Your instructions
Show every line of the rows below that contains the word "white", treating uppercase and lowercase letters as different.

Data to process

======

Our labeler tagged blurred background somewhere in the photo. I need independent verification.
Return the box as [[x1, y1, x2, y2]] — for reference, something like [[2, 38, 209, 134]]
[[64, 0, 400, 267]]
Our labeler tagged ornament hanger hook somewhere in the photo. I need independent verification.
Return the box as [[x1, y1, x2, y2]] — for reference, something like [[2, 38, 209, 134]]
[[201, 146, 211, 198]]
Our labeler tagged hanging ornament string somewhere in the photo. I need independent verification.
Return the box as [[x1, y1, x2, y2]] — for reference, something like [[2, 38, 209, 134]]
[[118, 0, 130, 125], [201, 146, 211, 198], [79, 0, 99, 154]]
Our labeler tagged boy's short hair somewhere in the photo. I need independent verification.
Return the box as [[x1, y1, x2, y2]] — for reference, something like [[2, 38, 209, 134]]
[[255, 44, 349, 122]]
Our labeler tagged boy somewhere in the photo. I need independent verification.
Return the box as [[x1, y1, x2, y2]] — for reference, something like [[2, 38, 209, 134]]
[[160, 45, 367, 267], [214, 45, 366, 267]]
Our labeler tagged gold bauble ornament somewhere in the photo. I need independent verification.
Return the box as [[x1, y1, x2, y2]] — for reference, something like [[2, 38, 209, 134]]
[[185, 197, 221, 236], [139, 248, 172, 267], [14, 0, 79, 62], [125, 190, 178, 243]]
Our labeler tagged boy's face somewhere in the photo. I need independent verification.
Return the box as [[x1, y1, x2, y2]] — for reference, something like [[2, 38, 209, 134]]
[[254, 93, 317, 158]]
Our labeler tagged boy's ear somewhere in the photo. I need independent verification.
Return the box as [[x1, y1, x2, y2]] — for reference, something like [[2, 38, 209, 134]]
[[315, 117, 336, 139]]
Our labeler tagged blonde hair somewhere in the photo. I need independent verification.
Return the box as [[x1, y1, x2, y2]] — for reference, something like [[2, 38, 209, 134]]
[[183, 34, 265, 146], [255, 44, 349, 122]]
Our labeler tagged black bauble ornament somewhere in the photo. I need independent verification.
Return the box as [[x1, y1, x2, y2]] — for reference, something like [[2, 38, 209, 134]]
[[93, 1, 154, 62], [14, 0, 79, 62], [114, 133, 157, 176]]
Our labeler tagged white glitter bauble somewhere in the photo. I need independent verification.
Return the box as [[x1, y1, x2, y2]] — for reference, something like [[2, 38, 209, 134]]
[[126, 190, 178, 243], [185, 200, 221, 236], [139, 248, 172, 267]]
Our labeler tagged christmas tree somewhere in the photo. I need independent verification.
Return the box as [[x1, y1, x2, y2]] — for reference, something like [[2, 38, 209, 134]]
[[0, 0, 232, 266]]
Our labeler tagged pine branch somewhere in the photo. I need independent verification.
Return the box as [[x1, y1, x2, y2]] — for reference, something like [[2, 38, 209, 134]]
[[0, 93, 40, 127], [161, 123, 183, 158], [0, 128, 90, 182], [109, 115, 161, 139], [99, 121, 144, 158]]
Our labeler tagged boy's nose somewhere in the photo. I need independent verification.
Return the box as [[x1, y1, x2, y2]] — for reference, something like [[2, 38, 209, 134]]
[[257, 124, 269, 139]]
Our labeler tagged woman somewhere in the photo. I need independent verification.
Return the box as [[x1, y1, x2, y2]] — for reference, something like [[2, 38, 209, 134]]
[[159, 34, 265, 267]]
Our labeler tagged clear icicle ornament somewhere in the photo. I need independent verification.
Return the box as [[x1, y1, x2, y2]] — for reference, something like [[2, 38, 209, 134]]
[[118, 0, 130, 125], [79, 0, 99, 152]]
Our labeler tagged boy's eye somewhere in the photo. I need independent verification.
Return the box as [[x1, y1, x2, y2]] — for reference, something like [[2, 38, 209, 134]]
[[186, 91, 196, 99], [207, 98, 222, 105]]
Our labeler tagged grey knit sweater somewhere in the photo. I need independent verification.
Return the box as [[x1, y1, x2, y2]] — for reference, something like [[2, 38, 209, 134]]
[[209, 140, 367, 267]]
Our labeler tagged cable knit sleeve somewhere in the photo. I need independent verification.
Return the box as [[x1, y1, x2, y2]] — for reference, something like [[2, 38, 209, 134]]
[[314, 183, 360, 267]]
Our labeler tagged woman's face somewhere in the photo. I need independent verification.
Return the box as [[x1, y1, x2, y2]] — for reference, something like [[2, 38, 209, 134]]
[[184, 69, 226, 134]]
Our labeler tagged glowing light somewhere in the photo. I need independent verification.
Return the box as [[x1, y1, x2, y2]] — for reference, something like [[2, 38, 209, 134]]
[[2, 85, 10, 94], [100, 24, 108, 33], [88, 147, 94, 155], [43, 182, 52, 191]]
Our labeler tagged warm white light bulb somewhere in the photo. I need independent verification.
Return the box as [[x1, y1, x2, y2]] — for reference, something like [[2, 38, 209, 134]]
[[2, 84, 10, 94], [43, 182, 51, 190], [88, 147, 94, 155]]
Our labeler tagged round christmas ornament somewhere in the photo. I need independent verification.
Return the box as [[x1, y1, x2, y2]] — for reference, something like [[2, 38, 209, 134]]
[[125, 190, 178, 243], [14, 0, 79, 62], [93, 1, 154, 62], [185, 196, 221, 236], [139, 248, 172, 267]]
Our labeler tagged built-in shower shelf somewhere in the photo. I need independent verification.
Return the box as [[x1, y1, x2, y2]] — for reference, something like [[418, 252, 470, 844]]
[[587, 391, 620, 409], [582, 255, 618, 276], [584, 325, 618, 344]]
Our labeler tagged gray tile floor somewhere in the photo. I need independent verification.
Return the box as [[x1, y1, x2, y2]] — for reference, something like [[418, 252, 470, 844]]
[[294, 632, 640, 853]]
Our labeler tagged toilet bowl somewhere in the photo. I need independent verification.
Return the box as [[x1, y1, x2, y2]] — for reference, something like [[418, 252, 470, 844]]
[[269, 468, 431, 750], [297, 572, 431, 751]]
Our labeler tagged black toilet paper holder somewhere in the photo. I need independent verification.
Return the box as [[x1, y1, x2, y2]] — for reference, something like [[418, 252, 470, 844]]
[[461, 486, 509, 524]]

======

Expected answer
Our labeler tagged white glitter bauble somewhere in the photo. I need independent verification.
Our labeler tagged warm white light bulb somewhere in the photo. I need independent verification.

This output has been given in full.